%%

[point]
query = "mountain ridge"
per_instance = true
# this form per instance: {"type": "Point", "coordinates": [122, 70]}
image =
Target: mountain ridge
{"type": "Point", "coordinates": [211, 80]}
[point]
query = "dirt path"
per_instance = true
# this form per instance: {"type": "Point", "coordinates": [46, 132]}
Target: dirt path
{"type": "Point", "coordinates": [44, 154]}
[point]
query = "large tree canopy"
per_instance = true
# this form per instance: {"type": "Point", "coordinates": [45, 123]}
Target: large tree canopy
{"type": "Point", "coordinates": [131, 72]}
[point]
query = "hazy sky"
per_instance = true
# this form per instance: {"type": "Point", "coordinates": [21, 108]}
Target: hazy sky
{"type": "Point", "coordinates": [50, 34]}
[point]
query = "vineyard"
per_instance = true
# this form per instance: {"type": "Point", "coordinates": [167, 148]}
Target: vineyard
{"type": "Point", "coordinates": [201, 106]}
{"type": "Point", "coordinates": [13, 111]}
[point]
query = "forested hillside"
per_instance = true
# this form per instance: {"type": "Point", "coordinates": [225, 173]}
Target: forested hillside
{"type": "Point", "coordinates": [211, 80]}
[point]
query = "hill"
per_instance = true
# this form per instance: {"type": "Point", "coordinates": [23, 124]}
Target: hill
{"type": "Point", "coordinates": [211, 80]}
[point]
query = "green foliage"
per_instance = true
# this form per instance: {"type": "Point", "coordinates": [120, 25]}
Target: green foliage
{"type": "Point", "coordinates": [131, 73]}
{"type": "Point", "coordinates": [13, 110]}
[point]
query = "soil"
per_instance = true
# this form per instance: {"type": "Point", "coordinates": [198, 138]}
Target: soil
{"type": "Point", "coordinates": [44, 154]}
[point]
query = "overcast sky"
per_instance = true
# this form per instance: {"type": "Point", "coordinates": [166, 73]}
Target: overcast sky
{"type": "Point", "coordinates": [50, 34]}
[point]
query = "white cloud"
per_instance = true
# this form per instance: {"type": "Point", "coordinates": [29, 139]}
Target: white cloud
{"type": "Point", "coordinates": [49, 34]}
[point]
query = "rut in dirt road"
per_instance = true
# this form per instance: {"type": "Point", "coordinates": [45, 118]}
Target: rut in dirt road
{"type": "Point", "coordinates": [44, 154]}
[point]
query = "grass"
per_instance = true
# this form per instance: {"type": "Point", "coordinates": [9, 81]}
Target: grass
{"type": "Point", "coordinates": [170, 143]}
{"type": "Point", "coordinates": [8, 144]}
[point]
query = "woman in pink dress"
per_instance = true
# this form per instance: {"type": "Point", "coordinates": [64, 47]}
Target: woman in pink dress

%%

• SET EXERCISE
Gather every line in the records that contains the word "mountain", matching its case exactly.

• EXERCISE OUTPUT
query = "mountain ridge"
Target: mountain ridge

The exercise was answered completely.